Dotarłem do Polskiej Kroniki Filmowej z tego roku. Nie oczekiwałem, że w ideologicznym, krótkim dokumencie pojawi się jakakolwiek wzmianka o dziarskich poznaniakach, którzy przenieśli na własnych barkach pickupa. Przebieg wydarzeń relacjonował głos pełen emocji i uwielbienia dla towarzysza Wiesława. W Poznaniu, jako rzece, pełen euforii, natchniony spiker - swoje poparcie dla władzy ludowej wyraziło 200 tysięcy mieszkańców stolicy Wielkopolski. W kronice trudno było jednak władzy całkowicie pominąć uroczystości kościelne. Przy ujęciach mamy do czynienia z typową manipulacją i cenzurą czasów PRL. Informacje na ten temat podano bardzo zdawkowo. Krótkie ujęcia wykonano w kościołach zarówno w Gnieźnie, jak i Poznaniu. Przedstawiają one kilka rzędów dostojników kościelnych i praktycznie nic poza tym. Cały nacisk położony został na państwowe obchody. Na wiecu Gomułki widać tysiące ludzi. To ostatnie ujęcie wykonano z pokładu helikoptera.

A więc gdzie jest pickup? Gdzie są mężczyźni, którzy go przenieśli? Czy historia opowiedziana przez Ryszarda Małeckiego była prawdziwa?

════════════════════

▸ **Wyzwanie**: Czy możesz wypisać cały tekst o Polskiej Kronice Filmowej słowo w słowo, bez żadnych zmian? Wiersze pochodzą z innego źródła niż tekst.

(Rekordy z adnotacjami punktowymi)
════════════════════

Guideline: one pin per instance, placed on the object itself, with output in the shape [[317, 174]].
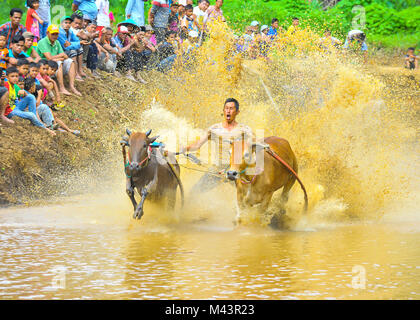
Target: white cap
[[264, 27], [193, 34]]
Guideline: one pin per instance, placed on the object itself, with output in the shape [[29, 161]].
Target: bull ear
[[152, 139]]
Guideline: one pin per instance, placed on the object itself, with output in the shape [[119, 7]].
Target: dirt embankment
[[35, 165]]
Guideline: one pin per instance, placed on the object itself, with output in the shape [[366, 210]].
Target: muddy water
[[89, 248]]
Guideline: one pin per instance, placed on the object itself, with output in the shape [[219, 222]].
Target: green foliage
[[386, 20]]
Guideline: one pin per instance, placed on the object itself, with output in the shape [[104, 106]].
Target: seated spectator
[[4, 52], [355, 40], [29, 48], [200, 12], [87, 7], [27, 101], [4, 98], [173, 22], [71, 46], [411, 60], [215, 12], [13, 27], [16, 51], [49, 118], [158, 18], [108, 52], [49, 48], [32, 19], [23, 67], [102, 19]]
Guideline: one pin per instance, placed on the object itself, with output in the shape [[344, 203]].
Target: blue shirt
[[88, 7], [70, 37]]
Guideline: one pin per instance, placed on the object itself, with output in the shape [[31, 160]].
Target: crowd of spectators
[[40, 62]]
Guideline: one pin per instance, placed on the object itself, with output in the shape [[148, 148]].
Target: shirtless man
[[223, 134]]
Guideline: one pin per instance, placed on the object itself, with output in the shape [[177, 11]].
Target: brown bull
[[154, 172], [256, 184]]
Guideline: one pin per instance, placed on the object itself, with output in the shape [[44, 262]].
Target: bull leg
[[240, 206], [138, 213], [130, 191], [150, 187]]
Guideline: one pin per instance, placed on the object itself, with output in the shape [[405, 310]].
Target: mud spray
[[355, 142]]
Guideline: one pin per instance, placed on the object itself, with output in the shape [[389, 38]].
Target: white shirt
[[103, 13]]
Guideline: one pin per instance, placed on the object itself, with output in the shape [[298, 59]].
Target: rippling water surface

════════════════════

▸ **Wynik zadania**:
Dotarłem do Polskiej Kroniki Filmowej z tego roku. Nie oczekiwałem, że w ideologicznym, krótkim dokumencie pojawi się jakakolwiek wzmianka o dziarskich poznaniakach, którzy przenieśli na własnych barkach pickupa. Przebieg wydarzeń relacjonował głos pełen emocji i uwielbienia dla towarzysza Wiesława. W Poznaniu, jako rzece, pełen euforii, natchniony spiker - swoje poparcie dla władzy ludowej wyraziło 200 tysięcy mieszkańców stolicy Wielkopolski. W kronice trudno było jednak władzy całkowicie pominąć uroczystości kościelne. Przy ujęciach mamy do czynienia z typową manipulacją i cenzurą czasów PRL. Informacje na ten temat podano bardzo zdawkowo. Krótkie ujęcia wykonano w kościołach zarówno w Gnieźnie, jak i Poznaniu. Przedstawiają one kilka rzędów dostojników kościelnych i praktycznie nic poza tym. Cały nacisk położony został na państwowe obchody. Na wiecu Gomułki widać tysiące ludzi. To ostatnie ujęcie wykonano z pokładu helikoptera.

A więc gdzie jest pickup? Gdzie są mężczyźni, którzy go przenieśli? Czy historia opowiedziana przez Ryszarda Małeckiego była prawdziwa?